In the exemplary embodiment of Fig. 4A, the sensing region 14 includes a three electrode system, which is operably connected to electronics housed within the body 10. In this embodiment, the body is preferably designed so as to minimize moisture penetration into the interior of the device (for example, to the electronics). Because a tight interface is formed between the electrodes and a thermoset material that is stronger than between the electrodes and a thermoplastic material, the body can be designed such that a thermoset material can be molded into the thermoplastic insert so as to minimize moisture penetration at the electrodes.

Fig. 4B is a perspective view of the body 10, wherein the plastic insert 40 is imbedded within the device body and filled with a fill material 42 that surrounds the sensing mechanism, such as described para supra. However, it is appreciated by one skilled in the art that this configuration is dependent upon the type of sensing mechanism, material combinations, methods of manufacture, or other design features of a particular analyte-measuring device, and can be varied as desired. It is noted that some embodiments include an insert material that fully encompasses the sensing mechanism, while other embodiments include an insert material exposed only in the region of the adhesive joint of the device, for example. In one alternative embodiment, the insert 40 is insert-molded as a subassembly and then formed into the device body 10. Accordingly, the filling step described herein is considered optional and its use can depend upon the device configuration.

Fig. 4C is a perspective view of the process of thermally attaching a membrane 12 to an analyte-measuring device 8 in one embodiment. In one embodiment, the insert 40 comprises a thermoplastic material, such as described in more detail above, and the membrane 12 comprises a substantially hydrophilic, thermoplastic film, such as described in more detail above.

Prior to the thermal adhesion process 36, it can be advantageous to provide a primer adhesive, herein referred to as “primer”, in order to ensure adhesion of the membrane system 12 to the device 8 during and after the adhesion process 36. For example, when a non-hydrated membrane 12 is adhered to a device 8, and then subsequently hydrated after the adhesion process 36, it can be susceptible to bubbling or wrinkling after hydration. Therefore, it can be advantageous to provide a primer step, wherein a layer of adhesive is applied to the membrane and/or sensing region in order to overcome the pressures and stresses incurred by the membrane 12 during and after the adhesion process 36, and in order to ensure full contact of the membrane 12 with the sensing region 14 over time. In one embodiment, the adhesive used in the primer step is a liquid form of the electrolyte domain hydrogel; one skilled in the art appreciates however other alternative materials are also possible. The primer step, however, is optional and may not be advantageous or desirable in all circumstances.

One additional advantage of the primer step includes the ability to do manufacturing testing, or the like, with the membrane system 12 over the device 8, prior to the subsequent adhesion process 36. For example, thermal adhesion onto a thermoplastic material typically produces surface modification of the thermoplastic material. Therefore, if a membrane system was determined to be faulty after thermal adhesion, some damage to the body or insert can be incurred by the device, although the device can still be re-workable with a new membrane system. However, an adhesive applied during the primer step is easily removable and therefore enables easy testing and rework of the device prior to the subsequent adhesion process 36.

= = = = = = =

Set of tasks:
**A.** In the sensor device passage, what adhesive is used in the primer step in one embodiment?
**B.** Revise everything in the sensor device passage from "One additional advantage" down to "device prior to the subsequent adhesion process 36.", putting "priming step" wherever "primer step" appears.
The entries that come next are from a different source than the sensor device passage.

= = = = = = =

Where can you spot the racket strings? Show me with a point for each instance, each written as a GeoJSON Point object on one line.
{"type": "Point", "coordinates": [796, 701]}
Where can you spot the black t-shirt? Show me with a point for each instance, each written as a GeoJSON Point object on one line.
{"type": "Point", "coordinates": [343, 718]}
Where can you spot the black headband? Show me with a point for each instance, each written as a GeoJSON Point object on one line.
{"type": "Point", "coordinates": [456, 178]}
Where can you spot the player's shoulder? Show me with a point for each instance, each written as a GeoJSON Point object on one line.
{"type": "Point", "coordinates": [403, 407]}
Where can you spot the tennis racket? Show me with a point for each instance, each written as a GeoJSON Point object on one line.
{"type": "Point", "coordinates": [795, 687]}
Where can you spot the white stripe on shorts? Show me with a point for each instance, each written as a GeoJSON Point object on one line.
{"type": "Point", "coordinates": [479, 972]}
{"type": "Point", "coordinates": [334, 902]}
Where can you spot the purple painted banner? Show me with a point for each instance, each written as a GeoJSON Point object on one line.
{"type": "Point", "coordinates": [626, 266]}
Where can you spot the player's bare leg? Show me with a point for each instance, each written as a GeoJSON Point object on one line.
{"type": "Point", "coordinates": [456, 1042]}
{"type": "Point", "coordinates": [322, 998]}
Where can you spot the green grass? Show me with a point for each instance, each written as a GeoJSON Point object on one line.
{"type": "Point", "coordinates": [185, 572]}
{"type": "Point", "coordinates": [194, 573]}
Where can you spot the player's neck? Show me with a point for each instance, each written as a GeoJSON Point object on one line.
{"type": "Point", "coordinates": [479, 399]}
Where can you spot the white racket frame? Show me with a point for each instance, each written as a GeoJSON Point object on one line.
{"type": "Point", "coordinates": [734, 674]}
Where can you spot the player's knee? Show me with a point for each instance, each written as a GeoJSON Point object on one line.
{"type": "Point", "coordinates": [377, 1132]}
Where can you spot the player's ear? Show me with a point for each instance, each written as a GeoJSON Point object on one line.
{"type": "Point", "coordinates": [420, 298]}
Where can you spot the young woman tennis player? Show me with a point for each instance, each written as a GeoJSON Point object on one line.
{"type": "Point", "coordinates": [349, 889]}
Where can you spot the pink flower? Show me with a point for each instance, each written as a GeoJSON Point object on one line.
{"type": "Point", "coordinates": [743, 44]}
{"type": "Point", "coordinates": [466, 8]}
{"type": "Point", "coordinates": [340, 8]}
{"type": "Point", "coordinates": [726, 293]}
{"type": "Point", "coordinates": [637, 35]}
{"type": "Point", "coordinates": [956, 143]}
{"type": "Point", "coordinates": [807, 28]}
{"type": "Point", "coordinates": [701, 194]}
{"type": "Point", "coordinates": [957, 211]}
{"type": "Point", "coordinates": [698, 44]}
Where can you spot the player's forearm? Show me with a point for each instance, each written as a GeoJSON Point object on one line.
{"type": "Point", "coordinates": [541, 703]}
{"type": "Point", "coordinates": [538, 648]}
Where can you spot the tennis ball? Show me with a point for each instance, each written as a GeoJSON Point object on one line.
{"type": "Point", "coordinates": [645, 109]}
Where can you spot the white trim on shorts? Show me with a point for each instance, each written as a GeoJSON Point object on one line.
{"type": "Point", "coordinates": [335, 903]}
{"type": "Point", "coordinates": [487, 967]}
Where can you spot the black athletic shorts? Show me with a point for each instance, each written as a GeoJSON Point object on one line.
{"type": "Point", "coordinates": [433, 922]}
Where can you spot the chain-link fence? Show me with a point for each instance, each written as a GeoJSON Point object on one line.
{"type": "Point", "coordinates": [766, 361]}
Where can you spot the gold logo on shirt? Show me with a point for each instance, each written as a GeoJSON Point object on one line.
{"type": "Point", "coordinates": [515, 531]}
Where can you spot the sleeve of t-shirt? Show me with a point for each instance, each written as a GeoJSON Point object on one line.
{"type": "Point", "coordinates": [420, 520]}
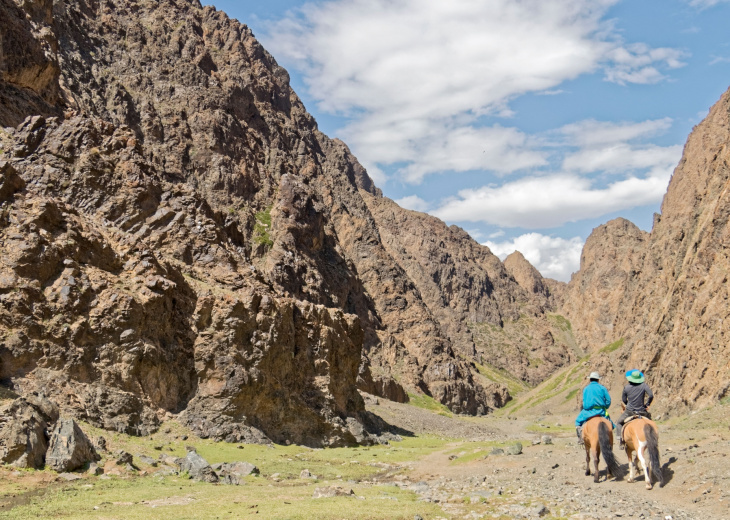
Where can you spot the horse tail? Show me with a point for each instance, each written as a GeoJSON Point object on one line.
{"type": "Point", "coordinates": [604, 441]}
{"type": "Point", "coordinates": [652, 446]}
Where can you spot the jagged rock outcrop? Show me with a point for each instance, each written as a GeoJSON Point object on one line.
{"type": "Point", "coordinates": [600, 292]}
{"type": "Point", "coordinates": [24, 425]}
{"type": "Point", "coordinates": [667, 291]}
{"type": "Point", "coordinates": [527, 276]}
{"type": "Point", "coordinates": [177, 237]}
{"type": "Point", "coordinates": [69, 448]}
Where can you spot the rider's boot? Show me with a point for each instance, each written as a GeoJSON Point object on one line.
{"type": "Point", "coordinates": [619, 434]}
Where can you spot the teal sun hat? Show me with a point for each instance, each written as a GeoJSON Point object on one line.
{"type": "Point", "coordinates": [635, 376]}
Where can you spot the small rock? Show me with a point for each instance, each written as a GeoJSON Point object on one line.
{"type": "Point", "coordinates": [123, 458]}
{"type": "Point", "coordinates": [198, 468]}
{"type": "Point", "coordinates": [100, 443]}
{"type": "Point", "coordinates": [540, 511]}
{"type": "Point", "coordinates": [95, 469]}
{"type": "Point", "coordinates": [69, 476]}
{"type": "Point", "coordinates": [147, 460]}
{"type": "Point", "coordinates": [332, 491]}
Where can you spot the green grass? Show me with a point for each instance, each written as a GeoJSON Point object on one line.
{"type": "Point", "coordinates": [288, 497]}
{"type": "Point", "coordinates": [130, 499]}
{"type": "Point", "coordinates": [470, 451]}
{"type": "Point", "coordinates": [262, 228]}
{"type": "Point", "coordinates": [611, 347]}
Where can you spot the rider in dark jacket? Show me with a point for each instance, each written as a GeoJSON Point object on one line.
{"type": "Point", "coordinates": [637, 396]}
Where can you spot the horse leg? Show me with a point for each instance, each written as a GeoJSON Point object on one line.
{"type": "Point", "coordinates": [632, 466]}
{"type": "Point", "coordinates": [645, 464]}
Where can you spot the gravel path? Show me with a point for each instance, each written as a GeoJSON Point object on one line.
{"type": "Point", "coordinates": [548, 481]}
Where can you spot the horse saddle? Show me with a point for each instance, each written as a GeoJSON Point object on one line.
{"type": "Point", "coordinates": [632, 417]}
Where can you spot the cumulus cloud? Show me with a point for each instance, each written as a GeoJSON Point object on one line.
{"type": "Point", "coordinates": [415, 76]}
{"type": "Point", "coordinates": [413, 202]}
{"type": "Point", "coordinates": [554, 257]}
{"type": "Point", "coordinates": [553, 200]}
{"type": "Point", "coordinates": [706, 3]}
{"type": "Point", "coordinates": [592, 133]}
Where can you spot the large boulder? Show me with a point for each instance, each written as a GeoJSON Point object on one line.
{"type": "Point", "coordinates": [23, 431]}
{"type": "Point", "coordinates": [69, 448]}
{"type": "Point", "coordinates": [198, 468]}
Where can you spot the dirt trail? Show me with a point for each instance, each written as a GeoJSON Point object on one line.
{"type": "Point", "coordinates": [547, 480]}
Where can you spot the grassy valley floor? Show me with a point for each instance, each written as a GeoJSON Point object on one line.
{"type": "Point", "coordinates": [449, 467]}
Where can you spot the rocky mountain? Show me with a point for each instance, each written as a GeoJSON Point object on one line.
{"type": "Point", "coordinates": [659, 300]}
{"type": "Point", "coordinates": [177, 237]}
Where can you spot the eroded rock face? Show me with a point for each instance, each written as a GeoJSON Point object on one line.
{"type": "Point", "coordinates": [24, 425]}
{"type": "Point", "coordinates": [69, 447]}
{"type": "Point", "coordinates": [665, 293]}
{"type": "Point", "coordinates": [599, 294]}
{"type": "Point", "coordinates": [177, 237]}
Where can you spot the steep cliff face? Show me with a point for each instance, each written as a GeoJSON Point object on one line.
{"type": "Point", "coordinates": [601, 292]}
{"type": "Point", "coordinates": [666, 292]}
{"type": "Point", "coordinates": [178, 237]}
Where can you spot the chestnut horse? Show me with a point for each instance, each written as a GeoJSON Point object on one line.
{"type": "Point", "coordinates": [642, 440]}
{"type": "Point", "coordinates": [598, 439]}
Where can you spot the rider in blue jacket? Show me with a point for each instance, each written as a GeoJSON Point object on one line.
{"type": "Point", "coordinates": [595, 403]}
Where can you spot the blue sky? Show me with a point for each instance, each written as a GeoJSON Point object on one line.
{"type": "Point", "coordinates": [528, 123]}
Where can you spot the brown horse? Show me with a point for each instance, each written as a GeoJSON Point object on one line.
{"type": "Point", "coordinates": [642, 441]}
{"type": "Point", "coordinates": [598, 439]}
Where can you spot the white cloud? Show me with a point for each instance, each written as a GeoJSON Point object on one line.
{"type": "Point", "coordinates": [551, 201]}
{"type": "Point", "coordinates": [706, 3]}
{"type": "Point", "coordinates": [413, 202]}
{"type": "Point", "coordinates": [719, 59]}
{"type": "Point", "coordinates": [503, 150]}
{"type": "Point", "coordinates": [414, 76]}
{"type": "Point", "coordinates": [554, 257]}
{"type": "Point", "coordinates": [605, 147]}
{"type": "Point", "coordinates": [622, 158]}
{"type": "Point", "coordinates": [637, 63]}
{"type": "Point", "coordinates": [591, 132]}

= = = = = = =

Results of the exercise:
**A.** A liquid form of the electrolyte domain hydrogel.

**B.**
One additional advantage of the priming step includes the ability to do manufacturing testing, or the like, with the membrane system 12 over the device 8, prior to the subsequent adhesion process 36. For example, thermal adhesion onto a thermoplastic material typically produces surface modification of the thermoplastic material. Therefore, if a membrane system was determined to be faulty after thermal adhesion, some damage to the body or insert can be incurred by the device, although the device can still be re-workable with a new membrane system. However, an adhesive applied during the priming step is easily removable and therefore enables easy testing and rework of the device prior to the subsequent adhesion process 36.